Dataset entries:
_ _ _
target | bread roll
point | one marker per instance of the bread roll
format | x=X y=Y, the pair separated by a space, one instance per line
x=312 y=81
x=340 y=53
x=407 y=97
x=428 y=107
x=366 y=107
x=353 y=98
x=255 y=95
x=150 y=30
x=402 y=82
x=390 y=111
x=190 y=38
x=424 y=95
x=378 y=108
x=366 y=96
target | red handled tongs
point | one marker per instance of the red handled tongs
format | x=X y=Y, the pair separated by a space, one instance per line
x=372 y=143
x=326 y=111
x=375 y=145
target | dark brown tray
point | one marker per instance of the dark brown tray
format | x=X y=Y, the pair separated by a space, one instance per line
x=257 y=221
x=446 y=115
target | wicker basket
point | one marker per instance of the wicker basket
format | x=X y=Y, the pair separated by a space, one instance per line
_ _ _
Beginning with the line that contains "target | wicker basket", each line of the records above through the last one must be printed word for word.

target | wicker basket
point | one marker per instance of the wicker basket
format | x=X y=Y, the pair separated by a space, one instance per line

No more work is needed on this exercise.